Schainker suggested that the solution to these issues lies in a national electricity policy that provides stable rules and financial incentives for the industry. In particular, he noted that electricity policy needs to reflect the complexity and integration of the transmission and generating system. This means having national reliability and operating standards and eliminating transmission bottlenecks that prevent the seamless movement of power from electricity generation centers to electricity load centers.

Schainker pointed to several positive changes. For example, FERC has proposed consolidating the North American electric grid into four large RTOs. FERC has also shown a willingness to consider innovative transmission pricing that could reduce pricing barriers in the transmission of electricity. In addition, Congress is examining new electricity legislation and the National Governors’ Association and the U.S. Department of Energy have formed a task force to study transmission problems.

Schainker suggested that there is both a technical and economic paradox that must be resolved as part of the restructuring debate. On the technical side, there is the need to expand an infrastructure that is complex and expensive to serve an electricity system where supply and demand must be in instantaneous balance at all times. On the economic side, there is the theory that deregulation will lead to the lowest electricity prices versus the market reality that deregulation will encourage power companies to seek the highest profits.

Schainker concluded with a series of recommendations. First, he suggested that investments in transmission infrastructure should be financed in the same manner as the federal interstate highway system. Second, he expressed support for establishing a comprehensive grid security program to deal with the vulnerability of the grid to possible disruptions. Third, he suggested incentives be provided to automate and increase asset utilization and maintenance of the existing grid components. Finally, Schainker noted, there is a need to provide incentives to overcome market barriers and improve efficiency in electricity generation, storage, system operation, transport, distribution, and use of electricity.

3. Corporate structure before electric restructuring

Figure 3 shows how a publicly traded utility holding company was structured before electric restructuring. 

Keynote address

Speaker: Patrick Wood III, chairman, Federal Energy Regulatory Commission

As the nation’s top electricity regulator, Patrick Wood provided a perspective on developments at FERC that are shaping electricity restructuring. He began by emphasizing FERC’s continuing efforts to create incentives for electricity infrastructure investments that will enhance the reliability and security of the electricity system. In particular, this means promoting the development of an improved national transmission grid through the formation of RTOs. Wood said he was optimistic about recent developments in the Midwest, suggesting that this region is at the cutting edge of developing many of the basic rules needed to implement effective electricity policy. In particular, he noted that the recent approval by FERC of the Midwest Independent Transmission Systems Operator (MISO) as the regional grid operator for much of the Midwest would help to promote fair and smooth access to the electricity grid and bolster the development of the region’s wholesale market. Wood also indicated that talks are underway to join MISO with the Mid-Atlantic based PJM Interconnections, which would create an even larger regional transmission operation.

(Rows of labeled points)
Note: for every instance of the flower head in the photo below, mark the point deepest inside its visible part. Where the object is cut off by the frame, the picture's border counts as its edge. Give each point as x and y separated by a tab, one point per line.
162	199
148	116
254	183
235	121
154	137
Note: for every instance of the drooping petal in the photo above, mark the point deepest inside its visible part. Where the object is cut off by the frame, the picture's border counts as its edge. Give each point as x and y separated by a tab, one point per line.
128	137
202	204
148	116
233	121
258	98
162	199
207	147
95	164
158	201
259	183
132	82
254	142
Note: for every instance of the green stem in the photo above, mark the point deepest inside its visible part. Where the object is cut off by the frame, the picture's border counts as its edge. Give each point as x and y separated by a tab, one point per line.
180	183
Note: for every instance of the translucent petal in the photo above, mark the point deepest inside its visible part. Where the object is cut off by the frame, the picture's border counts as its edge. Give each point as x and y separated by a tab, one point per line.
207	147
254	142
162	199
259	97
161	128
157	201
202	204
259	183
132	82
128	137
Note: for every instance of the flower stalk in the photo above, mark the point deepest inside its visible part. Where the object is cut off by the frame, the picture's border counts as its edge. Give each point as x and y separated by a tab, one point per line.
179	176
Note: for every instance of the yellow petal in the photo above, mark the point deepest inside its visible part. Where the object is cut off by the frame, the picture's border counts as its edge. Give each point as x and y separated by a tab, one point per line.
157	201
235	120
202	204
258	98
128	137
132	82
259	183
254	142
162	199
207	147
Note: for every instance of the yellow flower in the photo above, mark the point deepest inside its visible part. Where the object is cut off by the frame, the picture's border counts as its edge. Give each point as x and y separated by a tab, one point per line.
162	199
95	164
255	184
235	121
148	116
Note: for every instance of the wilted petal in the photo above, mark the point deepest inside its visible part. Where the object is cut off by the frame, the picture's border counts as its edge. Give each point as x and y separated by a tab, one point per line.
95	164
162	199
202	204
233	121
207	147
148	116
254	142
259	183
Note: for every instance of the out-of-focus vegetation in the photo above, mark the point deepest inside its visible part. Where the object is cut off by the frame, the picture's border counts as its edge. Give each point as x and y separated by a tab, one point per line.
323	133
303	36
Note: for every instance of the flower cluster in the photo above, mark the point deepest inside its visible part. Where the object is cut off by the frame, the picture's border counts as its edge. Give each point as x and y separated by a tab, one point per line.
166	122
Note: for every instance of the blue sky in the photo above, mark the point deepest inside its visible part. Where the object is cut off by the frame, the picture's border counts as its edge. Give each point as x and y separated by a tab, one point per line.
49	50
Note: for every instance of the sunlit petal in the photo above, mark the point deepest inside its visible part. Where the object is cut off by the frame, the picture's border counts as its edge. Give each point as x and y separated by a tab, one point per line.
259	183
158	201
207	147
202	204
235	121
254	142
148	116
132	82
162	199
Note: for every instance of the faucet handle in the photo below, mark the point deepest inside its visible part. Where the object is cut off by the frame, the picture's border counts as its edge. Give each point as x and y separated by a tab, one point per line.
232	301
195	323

### WRITTEN INSTRUCTION A
Format the rows as a numbered list with blank lines left out, starting at the row that contains "Note: for every instance of the faucet" and ending at the last row.
### WRITTEN INSTRUCTION B
Resume the electricity restructuring excerpt from the point where it stops.

### TASK RESPONSE A
1. Note: for every instance of the faucet handle in the photo below, mark the point deepest inside its visible part. Where the object is cut off by the frame, the picture's border counts as its edge. Give each point as x and y separated by a tab, one point per line.
2. 232	301
3. 195	323

### TASK RESPONSE B
Wood stated that FERC is not looking to overrun state authority in electricity matters but wants to actively partner with state utility commissions in promoting policies that support local customization. However, FERC is committed to policies that will optimize the performance of the nation’s electricity grid and contends that this can only be accomplished through a more regional approach. In carrying out this policy, FERC is trying to set the standards for grid performance and establishing performance measures. FERC is not attempting to suggest what type of RTO structure is best for meeting these standards. Many variations in organizational structure or business plan are permissible as long as the performance standards are met.

Wood also noted that FERC has recently revised its test for determining market power by electricity providers. Suppliers are only allowed to charge market rates for electricity if they demonstrate that they do not have market power. He acknowledged that this new market power test is controversial and has already led to the removal of market pricing authority for three large utilities. Wood argued that protecting the wholesale market from market power abuse is a fundamental function of FERC.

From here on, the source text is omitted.